- **What is needed**
Rewrite all of the material below, swapping every "innermost" for "central" and leaving everything else unchanged.

--- begin Data to process ---

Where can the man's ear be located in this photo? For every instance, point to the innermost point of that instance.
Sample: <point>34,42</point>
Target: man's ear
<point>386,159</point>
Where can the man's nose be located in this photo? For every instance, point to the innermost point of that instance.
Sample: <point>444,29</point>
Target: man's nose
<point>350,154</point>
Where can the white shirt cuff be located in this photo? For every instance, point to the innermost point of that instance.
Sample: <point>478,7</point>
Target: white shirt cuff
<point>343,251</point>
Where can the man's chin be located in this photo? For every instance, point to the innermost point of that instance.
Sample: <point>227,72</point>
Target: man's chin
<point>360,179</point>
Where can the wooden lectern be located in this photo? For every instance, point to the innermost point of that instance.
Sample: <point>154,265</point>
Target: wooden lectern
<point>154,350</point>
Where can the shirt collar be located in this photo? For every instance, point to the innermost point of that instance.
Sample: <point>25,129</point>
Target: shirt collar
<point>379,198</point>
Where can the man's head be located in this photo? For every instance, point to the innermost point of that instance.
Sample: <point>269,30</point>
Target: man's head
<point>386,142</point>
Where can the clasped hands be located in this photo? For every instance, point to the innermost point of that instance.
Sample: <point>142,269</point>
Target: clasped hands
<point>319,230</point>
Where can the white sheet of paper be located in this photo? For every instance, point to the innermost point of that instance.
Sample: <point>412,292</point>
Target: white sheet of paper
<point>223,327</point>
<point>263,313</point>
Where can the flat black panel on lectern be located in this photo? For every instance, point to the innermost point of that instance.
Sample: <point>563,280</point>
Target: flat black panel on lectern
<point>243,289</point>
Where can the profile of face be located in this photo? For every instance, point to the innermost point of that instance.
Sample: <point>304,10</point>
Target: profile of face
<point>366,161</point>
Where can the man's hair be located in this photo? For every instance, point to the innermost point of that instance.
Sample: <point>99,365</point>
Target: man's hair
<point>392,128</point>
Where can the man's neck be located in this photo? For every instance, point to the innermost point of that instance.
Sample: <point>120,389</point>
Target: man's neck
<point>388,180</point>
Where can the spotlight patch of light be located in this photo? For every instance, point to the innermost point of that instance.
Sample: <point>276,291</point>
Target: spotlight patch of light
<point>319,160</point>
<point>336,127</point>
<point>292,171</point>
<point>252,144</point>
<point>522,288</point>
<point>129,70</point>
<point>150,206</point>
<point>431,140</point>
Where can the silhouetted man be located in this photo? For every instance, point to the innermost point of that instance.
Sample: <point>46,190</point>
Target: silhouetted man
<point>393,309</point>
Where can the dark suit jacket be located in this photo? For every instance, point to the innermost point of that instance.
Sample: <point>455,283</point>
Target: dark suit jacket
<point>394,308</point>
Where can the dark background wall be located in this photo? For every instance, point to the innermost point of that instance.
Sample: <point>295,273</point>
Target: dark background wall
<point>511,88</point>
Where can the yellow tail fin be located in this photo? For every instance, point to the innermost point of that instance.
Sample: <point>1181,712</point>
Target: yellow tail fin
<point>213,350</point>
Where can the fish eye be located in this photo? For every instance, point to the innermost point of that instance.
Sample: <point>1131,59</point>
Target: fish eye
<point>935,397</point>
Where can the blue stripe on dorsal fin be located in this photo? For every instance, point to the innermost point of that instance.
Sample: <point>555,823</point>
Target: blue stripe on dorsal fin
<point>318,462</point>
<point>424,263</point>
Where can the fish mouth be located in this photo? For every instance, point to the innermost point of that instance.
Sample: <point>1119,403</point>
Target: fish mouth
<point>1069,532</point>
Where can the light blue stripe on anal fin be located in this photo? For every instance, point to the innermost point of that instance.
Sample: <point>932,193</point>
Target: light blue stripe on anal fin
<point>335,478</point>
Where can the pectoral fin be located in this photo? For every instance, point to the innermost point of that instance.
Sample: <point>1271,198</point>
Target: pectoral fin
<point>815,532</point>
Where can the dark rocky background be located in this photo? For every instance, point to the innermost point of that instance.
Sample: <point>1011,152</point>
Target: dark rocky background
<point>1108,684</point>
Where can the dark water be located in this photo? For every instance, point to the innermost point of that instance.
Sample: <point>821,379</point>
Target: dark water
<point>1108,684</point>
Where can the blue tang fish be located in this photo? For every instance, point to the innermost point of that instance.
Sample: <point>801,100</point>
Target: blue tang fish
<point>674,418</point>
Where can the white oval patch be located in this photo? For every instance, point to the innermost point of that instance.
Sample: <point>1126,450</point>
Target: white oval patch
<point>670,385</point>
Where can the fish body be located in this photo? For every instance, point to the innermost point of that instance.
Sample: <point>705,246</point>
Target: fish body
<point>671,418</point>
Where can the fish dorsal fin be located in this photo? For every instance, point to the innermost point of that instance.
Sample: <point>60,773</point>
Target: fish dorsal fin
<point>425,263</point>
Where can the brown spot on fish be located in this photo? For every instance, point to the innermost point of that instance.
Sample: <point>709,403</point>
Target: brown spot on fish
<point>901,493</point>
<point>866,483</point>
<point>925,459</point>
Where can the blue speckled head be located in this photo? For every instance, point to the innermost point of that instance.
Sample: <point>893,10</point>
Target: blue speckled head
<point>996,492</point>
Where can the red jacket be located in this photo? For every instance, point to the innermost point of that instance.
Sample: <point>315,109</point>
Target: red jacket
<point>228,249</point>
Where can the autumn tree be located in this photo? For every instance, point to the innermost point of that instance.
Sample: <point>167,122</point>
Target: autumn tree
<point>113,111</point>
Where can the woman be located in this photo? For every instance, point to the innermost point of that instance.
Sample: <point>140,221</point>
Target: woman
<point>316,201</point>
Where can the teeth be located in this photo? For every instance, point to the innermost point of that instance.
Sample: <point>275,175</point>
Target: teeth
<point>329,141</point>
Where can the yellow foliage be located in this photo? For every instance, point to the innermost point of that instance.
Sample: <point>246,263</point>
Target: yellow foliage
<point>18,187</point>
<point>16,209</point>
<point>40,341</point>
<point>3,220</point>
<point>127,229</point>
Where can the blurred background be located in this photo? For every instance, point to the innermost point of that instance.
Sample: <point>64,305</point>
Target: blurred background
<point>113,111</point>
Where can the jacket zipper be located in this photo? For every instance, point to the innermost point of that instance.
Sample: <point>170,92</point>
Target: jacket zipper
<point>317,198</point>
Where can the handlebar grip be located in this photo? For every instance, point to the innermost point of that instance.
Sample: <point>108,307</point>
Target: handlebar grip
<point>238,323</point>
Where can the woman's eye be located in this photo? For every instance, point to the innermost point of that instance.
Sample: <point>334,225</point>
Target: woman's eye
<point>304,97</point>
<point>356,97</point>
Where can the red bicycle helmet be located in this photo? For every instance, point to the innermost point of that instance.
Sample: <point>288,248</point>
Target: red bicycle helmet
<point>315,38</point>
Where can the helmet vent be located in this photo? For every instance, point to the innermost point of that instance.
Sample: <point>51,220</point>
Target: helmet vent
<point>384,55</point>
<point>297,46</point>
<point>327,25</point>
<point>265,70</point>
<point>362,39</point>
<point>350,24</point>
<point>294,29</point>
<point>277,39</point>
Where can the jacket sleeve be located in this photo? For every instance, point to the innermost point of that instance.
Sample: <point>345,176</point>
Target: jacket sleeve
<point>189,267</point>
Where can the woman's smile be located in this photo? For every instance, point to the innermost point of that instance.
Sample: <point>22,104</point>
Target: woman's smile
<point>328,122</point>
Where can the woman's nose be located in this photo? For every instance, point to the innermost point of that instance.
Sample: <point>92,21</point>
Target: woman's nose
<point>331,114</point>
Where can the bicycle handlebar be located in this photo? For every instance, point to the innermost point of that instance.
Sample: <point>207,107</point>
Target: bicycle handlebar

--- end Data to process ---

- **Solution to the exercise**
Where can the man's ear be located in this photo? For every instance, point to the central point of that instance.
Sample: <point>34,42</point>
Target: man's ear
<point>386,159</point>
Where can the man's nose be located in this photo? For every instance, point to the central point of that instance.
Sample: <point>444,29</point>
Target: man's nose
<point>350,154</point>
Where can the white shirt cuff be located in this photo? For every instance, point to the central point of that instance.
Sample: <point>478,7</point>
Target: white shirt cuff
<point>343,251</point>
Where can the man's chin be located in this photo? For every instance, point to the central point of that instance.
Sample: <point>227,72</point>
Target: man's chin
<point>360,179</point>
Where can the wooden lectern be located in this photo? For every instance, point to the central point of that instance.
Sample: <point>154,265</point>
Target: wooden lectern
<point>154,350</point>
Where can the shirt collar be located in this photo? For every instance, point to the central point of that instance.
Sample: <point>25,129</point>
Target: shirt collar
<point>379,198</point>
Where can the man's head be located in this photo? For every instance, point to the central point of that instance.
Sample: <point>269,30</point>
Target: man's head
<point>386,142</point>
Where can the clasped hands be located in this photo? For every instance, point to the central point of that instance.
Sample: <point>142,269</point>
Target: clasped hands
<point>319,230</point>
Where can the white sheet of paper be located in this photo? For every instance, point to the central point of that instance.
Sample: <point>412,292</point>
Target: white sheet of paper
<point>223,327</point>
<point>263,313</point>
Where can the flat black panel on lectern be located in this photo? For every instance, point to the central point of that instance.
Sample: <point>563,280</point>
Target: flat black panel on lectern
<point>243,289</point>
Where can the profile of face be located in this photo? For every instance, point to the central point of that instance.
Sample: <point>304,10</point>
Target: profile of face
<point>366,161</point>
Where can the man's hair be located in this photo? For every instance, point to the central point of that instance.
Sample: <point>99,365</point>
Target: man's hair
<point>392,128</point>
Where can the man's neck be located in this photo? For every instance, point to the central point of that instance.
Sample: <point>120,389</point>
Target: man's neck
<point>388,180</point>
Where can the spotlight patch of light be located in this photo? For every instance, point to the central point of that instance.
Sample: <point>276,291</point>
Target: spotlight patch of light
<point>319,160</point>
<point>336,127</point>
<point>292,171</point>
<point>252,144</point>
<point>522,288</point>
<point>129,70</point>
<point>150,206</point>
<point>431,140</point>
Where can the silhouetted man be located in this photo? For every instance, point to the central point of that instance.
Sample: <point>46,190</point>
Target: silhouetted man
<point>393,309</point>
Where can the dark suit jacket be located in this photo? For every instance, point to the central point of that instance.
Sample: <point>455,283</point>
Target: dark suit jacket
<point>394,308</point>
Where can the dark background wall be located in this photo? For every instance, point to the central point of that instance.
Sample: <point>295,273</point>
Target: dark background wall
<point>511,88</point>
Where can the yellow tail fin be located in this photo? For every instance, point to the central point of that instance.
Sample: <point>1181,712</point>
Target: yellow tail fin
<point>213,350</point>
Where can the fish eye be located in this photo? For every instance, point to the central point of that instance.
Sample: <point>1131,59</point>
Target: fish eye
<point>935,397</point>
Where can the blue stripe on dorsal fin be located in this photo? For every instance, point to the central point of that instance.
Sample: <point>555,823</point>
Target: blue stripe on dorsal fin
<point>318,462</point>
<point>424,263</point>
Where can the fish mouth be located in this photo? For every instance, point to the central point of that instance.
Sample: <point>1119,403</point>
Target: fish mouth
<point>1069,532</point>
Where can the light blue stripe on anal fin be located in this photo? For every instance, point to the central point of that instance.
Sample: <point>932,193</point>
Target: light blue stripe on anal fin
<point>335,478</point>
Where can the pectoral fin be located in this photo? For every instance, point to the central point of that instance.
Sample: <point>1271,198</point>
Target: pectoral fin
<point>815,532</point>
Where can the dark rocky background be located in this photo? For every instance, point to the central point of that instance.
Sample: <point>1011,152</point>
Target: dark rocky background
<point>1108,684</point>
Where can the dark water be located in this photo? For every instance, point to the central point of that instance.
Sample: <point>821,379</point>
Target: dark water
<point>1108,684</point>
Where can the blue tang fish be located in this photo? For every instance, point to the central point of that instance.
Sample: <point>801,100</point>
Target: blue tang fish
<point>674,418</point>
Where can the white oval patch be located in this photo? For every instance, point to the central point of that instance.
Sample: <point>1126,450</point>
Target: white oval patch
<point>670,385</point>
Where can the fish body be located in this photo? For every instance, point to the central point of that instance.
Sample: <point>705,246</point>
Target: fish body
<point>671,418</point>
Where can the fish dorsal fin be located in this photo? For every instance, point to the central point of that instance.
Sample: <point>60,773</point>
Target: fish dorsal fin
<point>425,263</point>
Where can the brown spot on fish be located in this photo? For every instance, point to the central point of that instance.
Sample: <point>709,403</point>
Target: brown spot on fish
<point>901,493</point>
<point>866,483</point>
<point>925,459</point>
Where can the blue speckled head be located in this photo? For every instance, point to the central point of that instance.
Sample: <point>893,10</point>
Target: blue speckled head
<point>996,492</point>
Where can the red jacket be located in this photo? For every instance, point to the central point of that instance.
Sample: <point>315,109</point>
Target: red jacket
<point>228,249</point>
Where can the autumn tree be located in this photo? For every instance, point to the central point of that instance.
Sample: <point>167,122</point>
Target: autumn tree
<point>113,111</point>
Where can the woman be located in this photo? For every instance, point to the central point of that instance.
Sample: <point>140,221</point>
Target: woman
<point>316,201</point>
Where can the teeth be located in this photo? For every instance, point to the central point of that instance.
Sample: <point>275,175</point>
Target: teeth
<point>329,141</point>
Where can the yellow foliage be located in this photo? For every instance, point to the central point of that instance.
Sample: <point>246,263</point>
Target: yellow foliage
<point>18,187</point>
<point>16,209</point>
<point>40,341</point>
<point>3,220</point>
<point>127,229</point>
Where can the blurred background be located in this photo? For every instance, point to the central point of that instance.
Sample: <point>64,305</point>
Target: blurred background
<point>113,111</point>
Where can the jacket zipper be located in this photo? For every instance, point to the central point of that instance.
Sample: <point>170,92</point>
Target: jacket zipper
<point>317,198</point>
Where can the handlebar grip be located in this photo? For every instance, point to the central point of that instance.
Sample: <point>108,307</point>
Target: handlebar grip
<point>238,323</point>
Where can the woman's eye be located in this photo? For every instance, point to the central point of that instance.
Sample: <point>334,225</point>
Target: woman's eye
<point>304,97</point>
<point>356,97</point>
Where can the red bicycle helmet be located in this photo? For every instance, point to the central point of that instance.
Sample: <point>288,248</point>
Target: red bicycle helmet
<point>315,38</point>
Where can the helmet vent be located in this photo? For every instance, point to the central point of that instance.
Sample: <point>51,220</point>
Target: helmet vent
<point>384,55</point>
<point>297,46</point>
<point>327,25</point>
<point>265,70</point>
<point>362,39</point>
<point>350,24</point>
<point>294,29</point>
<point>277,39</point>
Where can the jacket sleeve be located in this photo? For every instance, point to the central point of that instance.
Sample: <point>345,176</point>
Target: jacket sleeve
<point>189,267</point>
Where can the woman's smile be located in this photo? For every instance, point to the central point of that instance.
Sample: <point>22,104</point>
Target: woman's smile
<point>328,122</point>
Where can the woman's nose be located in this photo? For every instance, point to the central point of that instance.
Sample: <point>92,21</point>
Target: woman's nose
<point>331,114</point>
Where can the bicycle handlebar be located in this photo? For every instance, point to the central point of that instance.
Sample: <point>207,107</point>
Target: bicycle handlebar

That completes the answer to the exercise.